Write out the passage of the Sir Andrew Agnew article from "Lieutenant-General Sir Andrew" up to and including "6th Baronet (1734–1809)", word for word.
-- SELECTED EXTRACT start --
= Sir Andrew Agnew, 5th Baronet =

5th Baronet

Lieutenant-General Sir Andrew Agnew, 5th Baronet, JP (21 December 1687 – 14 August 1771) was the son of Sir James Agnew, 4th Baronet and Lady Mary Montgomerie. He was also Hereditary Sheriff of Wigton until the office was abolished in 1747.

==Succession==
He succeeded his father as 5th Baronet, of Lochnaw on the latter's death on 9 March 1735. On his death in 1771 he was succeeded in the baronetcy by his 5th son, Stair.

==Family==
He married Eleanora Agnew, daughter of Captain Thomas Agnew and Florence Stewart on 12 May 1714, and had issue:
he had seventeen children, including:
- Sir Stair Agnew, 6th Baronet (1734–1809)

==Warfare==
Sir Andrew Agnew of Lochnaw (5th Baronet) was commissioned as a Cornet into the Scots Dragoons on 11 May 1705 and served with them at the battles of Ramillies and Malplaquet. He was promoted Captain in the 2nd Battalion, 10th Foot in 1709 and in 1715 transferred to the 21st Foot (Royal North British Fusiliers, later Royal Scots Fusiliers), which he commanded from 1739-46.

At the Battle of Dettingen, Bavaria, on 27 June 1743, Lieutenant-Colonel Sir Andrew gave to the men of his regiment, the 21st Foot, an order that they "Dinna fire till ye can see the whites of their e'en," from which the saying "Don't fire until you can see the whites of their eyes" is taken. A man of spirit even for the times, he had earlier in the day replied to a brigade order that "the scoundrels will never have the impudence to attack the Scots Fusiliers", but they did. Formed in square, the Scots Fusiliers held a steady fire rolling along their lines and kept off the advancing French infantry. Sir Andrew, a resourceful and experienced officer, had in training practiced a novel battle drill with the men in his square, should they be attacked by cavalry.
-- SELECTED EXTRACT end --
-- EXTRACTED INFORMATION start --
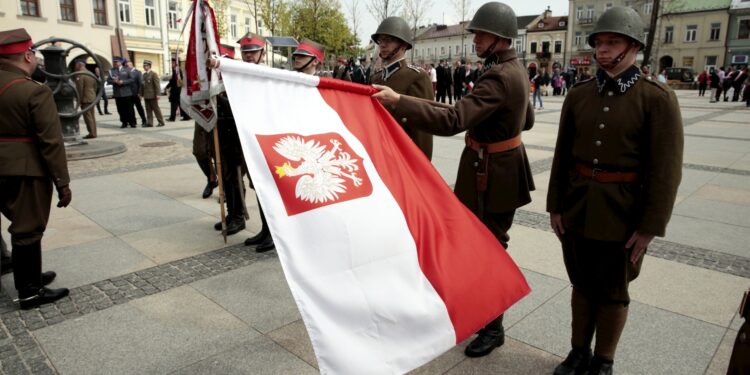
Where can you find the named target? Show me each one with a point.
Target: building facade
(693, 34)
(738, 34)
(546, 41)
(90, 23)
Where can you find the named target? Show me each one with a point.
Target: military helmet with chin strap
(620, 20)
(395, 27)
(495, 18)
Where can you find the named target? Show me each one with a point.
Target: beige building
(90, 23)
(693, 34)
(546, 40)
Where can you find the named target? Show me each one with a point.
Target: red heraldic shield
(313, 171)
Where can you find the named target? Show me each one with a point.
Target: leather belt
(21, 139)
(492, 148)
(600, 175)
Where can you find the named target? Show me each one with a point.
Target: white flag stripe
(352, 266)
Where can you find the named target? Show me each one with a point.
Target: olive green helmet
(620, 20)
(495, 18)
(395, 27)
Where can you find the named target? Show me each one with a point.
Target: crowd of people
(610, 192)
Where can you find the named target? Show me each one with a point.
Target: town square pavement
(155, 290)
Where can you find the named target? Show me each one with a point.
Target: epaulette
(32, 80)
(416, 68)
(663, 86)
(584, 81)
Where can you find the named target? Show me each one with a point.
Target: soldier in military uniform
(308, 56)
(86, 88)
(150, 93)
(121, 81)
(393, 38)
(614, 179)
(494, 177)
(32, 159)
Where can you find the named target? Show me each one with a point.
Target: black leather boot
(577, 362)
(600, 366)
(210, 185)
(489, 338)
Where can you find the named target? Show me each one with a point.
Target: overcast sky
(444, 12)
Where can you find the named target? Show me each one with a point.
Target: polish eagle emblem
(323, 172)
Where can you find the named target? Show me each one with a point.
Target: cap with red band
(15, 41)
(251, 42)
(307, 47)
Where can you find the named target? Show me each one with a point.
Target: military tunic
(496, 110)
(150, 93)
(32, 154)
(413, 81)
(86, 87)
(626, 124)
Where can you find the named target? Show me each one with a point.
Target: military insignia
(314, 171)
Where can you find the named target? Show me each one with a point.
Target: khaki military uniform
(497, 110)
(86, 87)
(413, 81)
(628, 125)
(150, 93)
(32, 154)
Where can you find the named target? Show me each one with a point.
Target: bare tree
(462, 8)
(382, 9)
(354, 6)
(414, 12)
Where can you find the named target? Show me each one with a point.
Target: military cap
(307, 47)
(251, 42)
(14, 41)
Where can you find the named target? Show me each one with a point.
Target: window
(743, 31)
(100, 12)
(172, 15)
(150, 13)
(687, 62)
(690, 33)
(648, 7)
(68, 10)
(715, 31)
(123, 9)
(30, 8)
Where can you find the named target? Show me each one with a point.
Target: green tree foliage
(323, 22)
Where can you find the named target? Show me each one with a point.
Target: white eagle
(322, 171)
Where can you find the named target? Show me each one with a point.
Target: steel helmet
(620, 20)
(395, 27)
(495, 18)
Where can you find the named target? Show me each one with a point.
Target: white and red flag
(387, 267)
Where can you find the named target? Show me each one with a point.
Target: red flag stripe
(465, 264)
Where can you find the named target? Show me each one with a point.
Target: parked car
(680, 74)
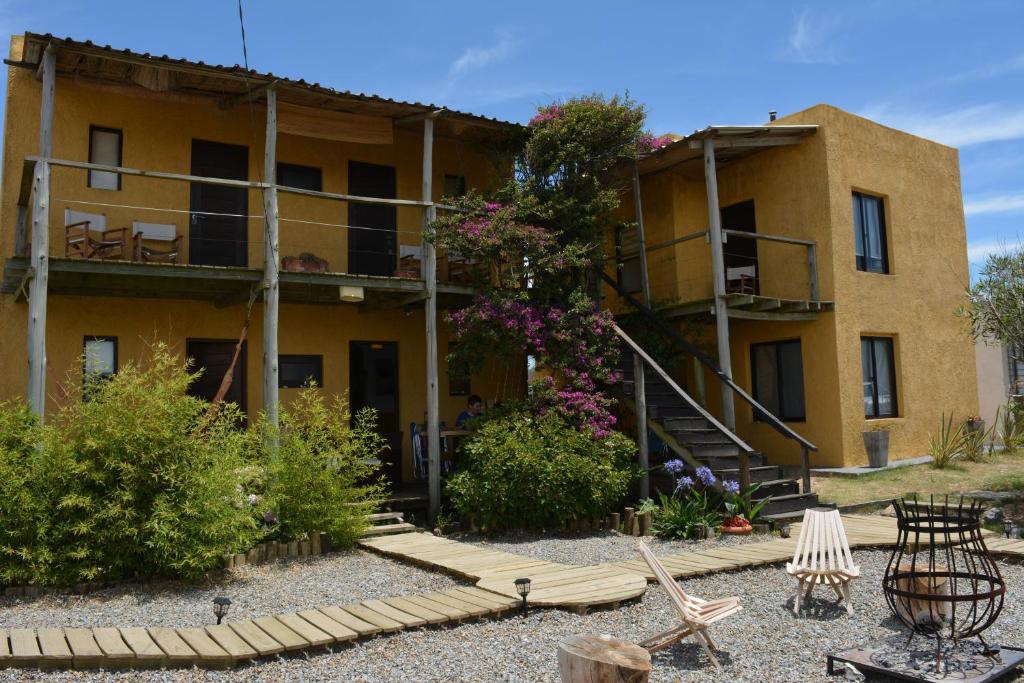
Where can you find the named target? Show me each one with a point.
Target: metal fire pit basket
(940, 581)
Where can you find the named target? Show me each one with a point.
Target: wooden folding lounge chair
(697, 614)
(822, 556)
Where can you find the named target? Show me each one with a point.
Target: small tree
(995, 301)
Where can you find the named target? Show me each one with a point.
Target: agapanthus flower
(706, 476)
(675, 467)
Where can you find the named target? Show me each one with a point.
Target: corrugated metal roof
(251, 76)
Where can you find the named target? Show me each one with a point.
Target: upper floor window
(104, 147)
(100, 356)
(295, 372)
(455, 185)
(303, 177)
(879, 367)
(777, 371)
(869, 233)
(628, 258)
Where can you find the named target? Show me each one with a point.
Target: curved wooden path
(494, 571)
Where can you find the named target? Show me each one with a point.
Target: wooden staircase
(685, 430)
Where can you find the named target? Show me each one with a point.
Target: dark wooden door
(372, 237)
(741, 253)
(214, 357)
(218, 236)
(373, 380)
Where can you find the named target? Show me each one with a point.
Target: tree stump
(602, 659)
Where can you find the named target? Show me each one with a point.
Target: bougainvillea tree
(537, 238)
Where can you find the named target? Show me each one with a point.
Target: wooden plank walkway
(221, 646)
(494, 571)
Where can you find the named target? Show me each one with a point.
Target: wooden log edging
(233, 642)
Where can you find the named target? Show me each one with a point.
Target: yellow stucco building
(843, 263)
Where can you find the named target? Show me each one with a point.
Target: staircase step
(792, 503)
(763, 473)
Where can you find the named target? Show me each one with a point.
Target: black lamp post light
(220, 607)
(522, 588)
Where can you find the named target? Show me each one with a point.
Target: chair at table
(144, 235)
(86, 237)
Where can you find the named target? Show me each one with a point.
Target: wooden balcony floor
(222, 285)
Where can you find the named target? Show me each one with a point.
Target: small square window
(100, 356)
(869, 233)
(104, 147)
(295, 372)
(879, 367)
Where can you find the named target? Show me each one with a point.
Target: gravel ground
(255, 591)
(765, 642)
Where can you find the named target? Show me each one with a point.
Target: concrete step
(791, 503)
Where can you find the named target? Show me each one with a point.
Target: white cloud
(970, 125)
(1009, 203)
(475, 58)
(811, 40)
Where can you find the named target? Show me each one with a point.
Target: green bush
(523, 470)
(322, 477)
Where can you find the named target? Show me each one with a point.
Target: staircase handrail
(740, 443)
(708, 363)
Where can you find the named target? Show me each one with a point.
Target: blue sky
(949, 71)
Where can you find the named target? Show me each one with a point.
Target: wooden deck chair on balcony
(156, 243)
(86, 237)
(696, 614)
(822, 556)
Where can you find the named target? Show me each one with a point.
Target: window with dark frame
(104, 147)
(295, 372)
(455, 185)
(777, 374)
(879, 367)
(458, 382)
(628, 258)
(869, 233)
(303, 177)
(99, 356)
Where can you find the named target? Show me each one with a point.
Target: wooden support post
(41, 241)
(805, 466)
(271, 265)
(640, 395)
(430, 309)
(638, 374)
(718, 274)
(812, 270)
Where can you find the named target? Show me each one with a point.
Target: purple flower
(675, 467)
(706, 476)
(684, 483)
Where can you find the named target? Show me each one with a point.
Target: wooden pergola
(291, 107)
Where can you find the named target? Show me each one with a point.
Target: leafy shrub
(947, 445)
(322, 477)
(538, 470)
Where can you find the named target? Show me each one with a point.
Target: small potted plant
(877, 444)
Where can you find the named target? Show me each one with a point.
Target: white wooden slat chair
(696, 614)
(822, 556)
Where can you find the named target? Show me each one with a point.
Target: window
(455, 185)
(777, 371)
(303, 177)
(628, 257)
(869, 233)
(104, 147)
(295, 372)
(458, 382)
(100, 356)
(879, 366)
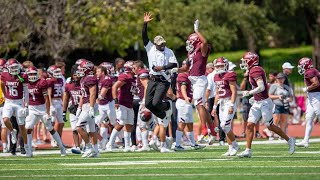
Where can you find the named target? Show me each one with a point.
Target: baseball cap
(158, 40)
(287, 65)
(281, 75)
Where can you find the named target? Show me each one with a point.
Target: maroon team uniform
(14, 96)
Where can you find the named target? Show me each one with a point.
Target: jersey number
(13, 91)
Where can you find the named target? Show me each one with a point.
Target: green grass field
(268, 162)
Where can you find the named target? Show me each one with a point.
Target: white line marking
(160, 175)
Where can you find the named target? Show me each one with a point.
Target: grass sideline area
(269, 161)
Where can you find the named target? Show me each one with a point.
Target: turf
(268, 162)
-- EXTRACTED INFORMATION end --
**TASK OUTPUT**.
Lieutenant-General Sir Andrew Agnew, 5th Baronet, JP (21 December 1687 – 14 August 1771) was the son of Sir James Agnew, 4th Baronet and Lady Mary Montgomerie. He was also Hereditary Sheriff of Wigton until the office was abolished in 1747.

==Succession==
He succeeded his father as 5th Baronet, of Lochnaw on the latter's death on 9 March 1735. On his death in 1771 he was succeeded in the baronetcy by his 5th son, Stair.

==Family==
He married Eleanora Agnew, daughter of Captain Thomas Agnew and Florence Stewart on 12 May 1714, and had issue:
he had seventeen children, including:
- Sir Stair Agnew, 6th Baronet (1734–1809)